**TEXT SECTION:**
--- START ---
Imustaskforhelp|6 months ago

Not gonna lie but I got sorta goosebumps

I am not kidding but such progress from a technological point of view is just fascinating!

xpe|6 months ago

How many people are discussing this after one person did 1 prompt with 1 data point for each model and wrote a comment?

What is being measured here? For end-to-end time, one model is:

t_total = t_network + t_queue + t_batch_wait + t_inference + t_service_overhead

tekacs|6 months ago

I apologize for linking to Twitter, but I can't post a video here, so:

https://x.com/tekacs/status/1952788922666205615

Asking it about a marginally more complex tech topic and getting an excellent answer in ~4 seconds, reasoning for 1.1 seconds...

I am _very_ curious to see what GPT-5 turns out to be, because unless they're running on custom silicon / accelerators, even if it's very smart, it seems hard to justify not using these open models on Groq/Cerebras for a _huge_ fraction of use-cases.

tekacs|6 months ago

A few days ago I posted a slowed-down version of the video demo on someone's repo because it was unreadably fast due to being sped up.

https://news.ycombinator.com/item?id=44738004

... today, this is a real-time video of the OSS thinking models by OpenAI on Groq and I'd have to slow it down to be able to read it. Wild.
--- END ---
**SUPPLIED MATERIAL:**
--- START ---
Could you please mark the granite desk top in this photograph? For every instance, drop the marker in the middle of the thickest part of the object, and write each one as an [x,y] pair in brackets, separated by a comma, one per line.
--- END ---
**ACTIVITY:** Please write out the comment thread above word for word, from "I apologize for" to "for 1.1 seconds...".

**ANSWER FOR THE TASK:**
I apologize for linking to Twitter, but I can't post a video here, so:

https://x.com/tekacs/status/1952788922666205615

Asking it about a marginally more complex tech topic and getting an excellent answer in ~4 seconds, reasoning for 1.1 seconds...